** Text passage **
################

With an emergency fund in place, the hope is that you’ll be able to better weather these events and make it to the other side without further financial impacts such as credit card debt, bankruptcy, or worse.
Totaling your expenses
In order to set a target amount for your emergency fund, you’ll need to figure out how much you spend in a given month. More specifically you’ll want to look mostly at your “must-pay” bills that you would need to cover regardless of your financial situation. This would include things like rent/mortgage payments, car payments, insurance premiums, groceries, gas, etc. For non-monthly recurring expenses or fluctuating bills like utilities, you can either average these costs across 12 months or include the largest possible number in your calculations.
To dive into how much you spend per month, it’s recommended that you review the past three months (or more) of your credit card or banking statements. If you use multiple accounts, you can either go through each individually or utilize an aggregator — like some of those we’ll discuss in a moment. Finally it’s also a good idea to keep a list of subscriptions, recurring fees, and other places you’d immediately need to cancel or cut back on were the worst to happen.
How many months of expenses do you need?
Once you arrive at your monthly spending amount, you’ll want to determine how many months worth of expenses you should keep on hand. Typically it is advised that an emergency fund contains enough money to cover you for three to six months, although this could depend on your personal situation. For example a single person might not feel the need to keep as much cash on hand as a family would. Similarly flexibility and risk tolerance will also be major factors in how conservative you make your emergency fund.
Mint is a popular budgeting tool that allows you to link your various bank accounts to view recent transactions, balances, and more. Because the service keeps track of your spending across a number of categories, it could prove to be a great place to start when you’re calculating your monthly living expenses. Of course its budgeting capabilities can also come in handy as you start setting aside money to build your emergency fund (but more on that in a bit).
Similar to Mint, Personal Capital also allows users to connect multiple financial accounts in order to monitor them all in one place. Although, on the whole, Personal Capital is more investment-focused than Mint, it still offers budgeting tools and spending insight that can help you craft your emergency fund plan. In fact, you may even be greeted by a message congratulating you on having enough cash on hand once you meet some popular emergency fund parameters.

################

** Entries shown **
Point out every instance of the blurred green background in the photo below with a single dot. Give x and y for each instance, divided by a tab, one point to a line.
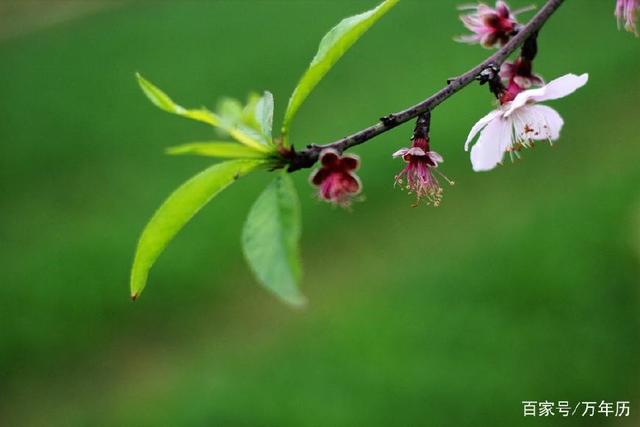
523	285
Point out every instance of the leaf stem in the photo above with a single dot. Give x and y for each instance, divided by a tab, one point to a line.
309	156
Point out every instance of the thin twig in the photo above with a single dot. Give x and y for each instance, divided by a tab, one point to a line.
308	157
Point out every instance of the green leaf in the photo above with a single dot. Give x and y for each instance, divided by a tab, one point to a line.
227	150
177	210
332	46
271	237
263	114
164	102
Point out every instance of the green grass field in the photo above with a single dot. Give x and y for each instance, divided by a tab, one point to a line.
523	285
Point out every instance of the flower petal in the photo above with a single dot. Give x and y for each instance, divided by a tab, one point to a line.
435	157
558	88
478	127
349	162
416	151
401	152
537	122
493	142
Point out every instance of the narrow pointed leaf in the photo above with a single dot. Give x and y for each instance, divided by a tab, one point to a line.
226	150
164	102
177	210
332	46
271	237
264	113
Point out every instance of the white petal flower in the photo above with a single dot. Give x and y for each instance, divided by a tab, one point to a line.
517	124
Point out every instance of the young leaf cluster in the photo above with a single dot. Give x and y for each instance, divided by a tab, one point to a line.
272	231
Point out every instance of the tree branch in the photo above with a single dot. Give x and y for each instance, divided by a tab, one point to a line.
308	157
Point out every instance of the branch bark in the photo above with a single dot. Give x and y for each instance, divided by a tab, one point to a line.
309	156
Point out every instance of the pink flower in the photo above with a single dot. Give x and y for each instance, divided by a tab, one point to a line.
627	12
520	73
517	124
490	26
420	164
335	179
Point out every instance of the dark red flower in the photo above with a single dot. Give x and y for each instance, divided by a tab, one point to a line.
490	26
336	181
421	162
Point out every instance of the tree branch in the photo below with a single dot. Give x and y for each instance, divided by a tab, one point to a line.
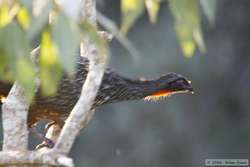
14	116
34	158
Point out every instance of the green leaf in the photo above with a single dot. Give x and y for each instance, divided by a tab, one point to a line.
50	68
66	35
40	19
13	44
209	8
131	10
23	18
153	7
26	76
90	33
187	25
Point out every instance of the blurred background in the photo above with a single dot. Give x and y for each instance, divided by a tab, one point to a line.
185	129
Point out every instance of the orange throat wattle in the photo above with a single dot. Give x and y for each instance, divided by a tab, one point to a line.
159	94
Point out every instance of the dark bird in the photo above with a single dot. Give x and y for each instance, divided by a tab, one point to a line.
114	88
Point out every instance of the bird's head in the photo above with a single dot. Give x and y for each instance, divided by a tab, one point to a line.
169	84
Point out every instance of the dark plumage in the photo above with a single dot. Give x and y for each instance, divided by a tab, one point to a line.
114	88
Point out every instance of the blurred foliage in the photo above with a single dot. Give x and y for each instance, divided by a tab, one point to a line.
186	16
22	22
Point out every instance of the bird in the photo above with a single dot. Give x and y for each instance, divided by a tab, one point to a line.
114	88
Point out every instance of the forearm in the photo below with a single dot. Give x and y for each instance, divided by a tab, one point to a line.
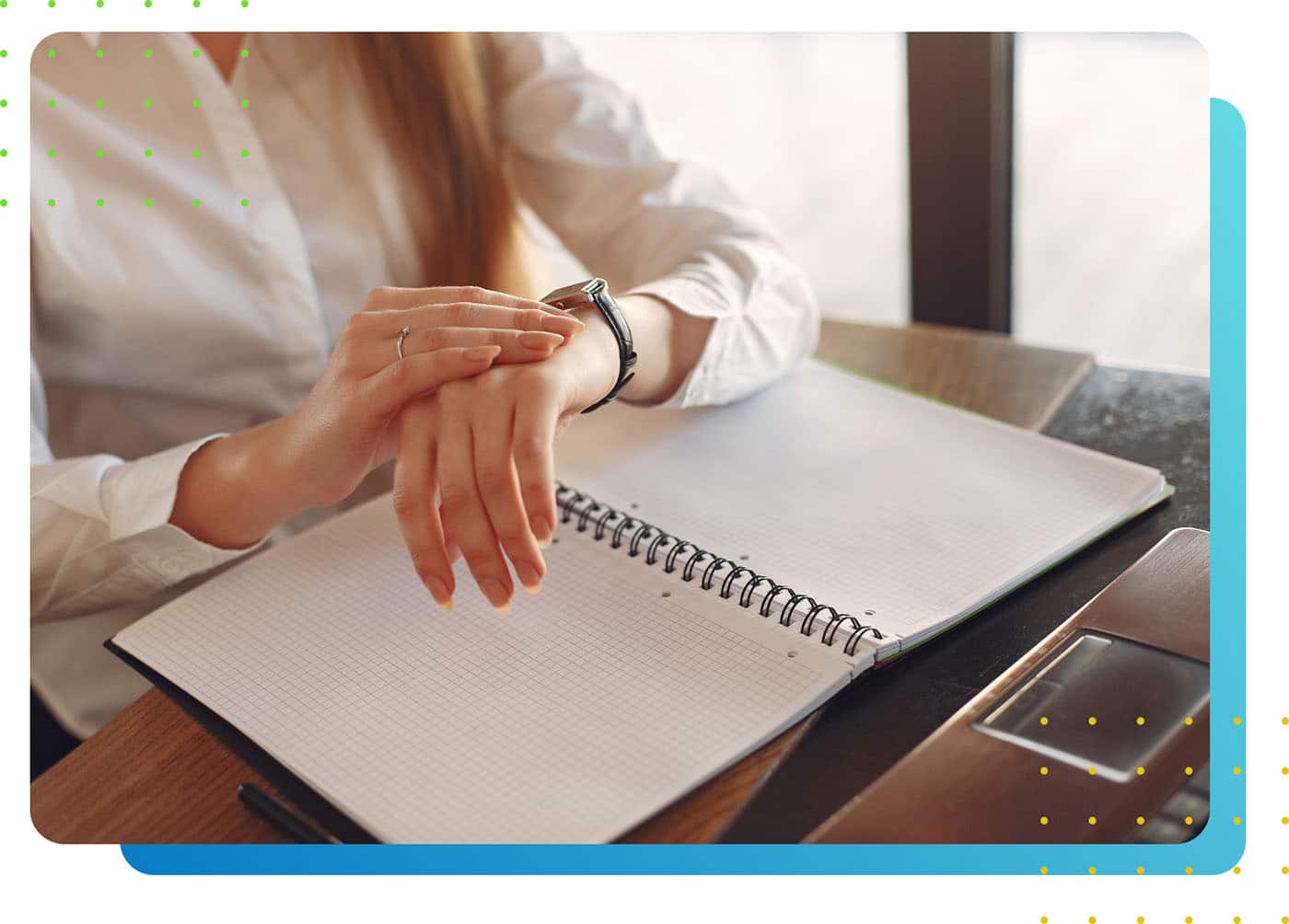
668	345
235	490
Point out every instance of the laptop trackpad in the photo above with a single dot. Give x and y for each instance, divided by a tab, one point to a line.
1112	681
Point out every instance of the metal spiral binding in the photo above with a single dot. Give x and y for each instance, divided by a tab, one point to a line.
642	537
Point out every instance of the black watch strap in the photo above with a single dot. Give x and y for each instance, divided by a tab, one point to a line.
596	293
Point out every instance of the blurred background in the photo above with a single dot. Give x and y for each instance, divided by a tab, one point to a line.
1108	151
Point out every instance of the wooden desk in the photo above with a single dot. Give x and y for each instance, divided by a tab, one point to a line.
154	775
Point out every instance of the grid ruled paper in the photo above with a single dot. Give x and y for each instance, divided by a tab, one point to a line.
901	511
589	708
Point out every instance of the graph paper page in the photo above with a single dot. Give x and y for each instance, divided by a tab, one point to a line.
861	495
586	710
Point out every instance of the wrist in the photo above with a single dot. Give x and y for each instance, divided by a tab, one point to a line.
236	489
598	358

################

** Problems **
[1] According to the passage on emergency funds, how many months of expenses is an emergency fund typically advised to cover?
[2] Repeat the passage on emergency funds word for word, starting at "To dive into" and ending at "do you need?".
The records bear no relation to the passage on emergency funds.

** Responses in order **
[1] Three to six months.

[2]
To dive into how much you spend per month, it’s recommended that you review the past three months (or more) of your credit card or banking statements. If you use multiple accounts, you can either go through each individually or utilize an aggregator — like some of those we’ll discuss in a moment. Finally it’s also a good idea to keep a list of subscriptions, recurring fees, and other places you’d immediately need to cancel or cut back on were the worst to happen.
How many months of expenses do you need?